| Records for this exercise |

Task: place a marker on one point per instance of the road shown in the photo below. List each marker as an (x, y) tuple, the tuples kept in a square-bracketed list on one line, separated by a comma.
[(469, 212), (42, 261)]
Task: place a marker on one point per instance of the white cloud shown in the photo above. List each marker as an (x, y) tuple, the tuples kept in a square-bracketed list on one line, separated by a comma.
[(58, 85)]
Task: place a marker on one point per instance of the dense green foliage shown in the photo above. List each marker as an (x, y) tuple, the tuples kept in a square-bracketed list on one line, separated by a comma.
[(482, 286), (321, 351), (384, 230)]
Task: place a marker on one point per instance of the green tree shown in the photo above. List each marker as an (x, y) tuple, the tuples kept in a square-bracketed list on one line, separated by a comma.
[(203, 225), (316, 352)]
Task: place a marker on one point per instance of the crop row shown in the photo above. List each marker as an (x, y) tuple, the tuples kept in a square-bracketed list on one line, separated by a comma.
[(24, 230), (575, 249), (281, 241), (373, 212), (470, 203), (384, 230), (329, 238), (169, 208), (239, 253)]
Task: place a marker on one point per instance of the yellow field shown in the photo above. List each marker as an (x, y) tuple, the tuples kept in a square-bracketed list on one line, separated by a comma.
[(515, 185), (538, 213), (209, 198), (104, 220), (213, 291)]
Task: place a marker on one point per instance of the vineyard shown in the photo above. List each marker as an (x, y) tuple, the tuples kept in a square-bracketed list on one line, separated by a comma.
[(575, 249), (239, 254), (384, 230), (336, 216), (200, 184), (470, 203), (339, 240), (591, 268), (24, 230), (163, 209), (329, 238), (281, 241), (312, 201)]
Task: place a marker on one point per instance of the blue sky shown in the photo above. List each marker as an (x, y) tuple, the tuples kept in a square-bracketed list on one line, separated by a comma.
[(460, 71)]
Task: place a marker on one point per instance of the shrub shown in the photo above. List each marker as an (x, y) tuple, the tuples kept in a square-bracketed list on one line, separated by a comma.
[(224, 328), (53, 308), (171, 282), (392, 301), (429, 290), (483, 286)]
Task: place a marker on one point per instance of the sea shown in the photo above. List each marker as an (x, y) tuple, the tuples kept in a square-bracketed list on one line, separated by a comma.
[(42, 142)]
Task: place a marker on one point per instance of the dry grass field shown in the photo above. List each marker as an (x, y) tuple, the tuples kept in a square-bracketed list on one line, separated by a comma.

| What you are asked to do |
Render the lines above as a JSON list of strings, with one string per line and any blank lines omitted.

| Answer below |
[
  "Task: place a marker on one point per instance of the road shown in the photo below. List each marker as an (x, y) tuple, the tuples kept in a square-bracketed list on one line, separated by a comma.",
  "[(469, 212), (42, 261)]",
  "Task: place a marker on one point per instance of the white cloud shown in the photo above. List each marker as an (x, y) tuple, the tuples kept in a square-bracketed list on one line, separated by a comma.",
  "[(58, 85)]",
  "Task: place a marker on one point per instance of the dense green foliage shown in the photo above. List each marker as an (x, y) tuple, the tuples kept in a square-bracketed list on one line, separated by a comma.",
  "[(482, 286), (321, 351), (384, 230)]",
  "Task: place a marker on one point per instance of the green tree shown in the photo above. List each marker as an (x, y) tuple, the tuples kept in a square-bracketed list on one line, separated by a comma.",
  "[(203, 225), (316, 352)]",
  "Task: place a marker on one point per instance of the crop row shown in the photo above. List each marker as an (x, y) tuple, the tuples kept in a square-bracketed list on one line, separated by a comma.",
  "[(24, 230), (575, 249), (281, 241), (373, 212), (470, 203), (384, 230), (329, 238), (169, 208), (239, 253)]",
  "Task: place a marker on one point per instance of the yellow field shown in the photo above. List each marker as an (x, y) tuple, the tuples kept in a square-bracketed list on one line, separated by a comma.",
  "[(515, 185), (538, 213), (209, 198), (104, 220), (213, 291)]",
  "Task: place a marker on one point per instance of the vineyard shown in the photo above. List each marker as an (x, y) tuple, the tuples kept in a square-bracketed list on one line, separated by a comma.",
  "[(575, 249), (239, 254), (384, 230), (336, 216), (200, 184), (470, 203), (339, 240), (591, 268), (24, 230), (163, 209), (329, 238), (281, 241), (312, 201)]",
  "Task: place a marker on one point per instance of the blue sky shown in the photo above. List each marker as an (x, y) tuple, the tuples kept in a square-bracketed list on one line, separated by a comma.",
  "[(460, 71)]",
  "Task: place a marker on one point per instance of the shrub shown in the photo above. List each marker as an (x, y) tuple, the tuples kept in a square-bracketed list on one line, separated by a comma.",
  "[(224, 328), (53, 308), (171, 282), (392, 301), (429, 290), (483, 286)]",
  "Task: place a marker on one point per instance of the sea shown in the photo above. List each marker as an (x, y) tuple, the tuples kept in a square-bracketed list on one line, separated by a comma.",
  "[(42, 142)]",
  "Task: place a marker on one point per instance of the dry grass field shown in the photo above. List each marker as an (x, y) tuple, the tuples kept in a square-bracketed list on one line, separated by a comma."
]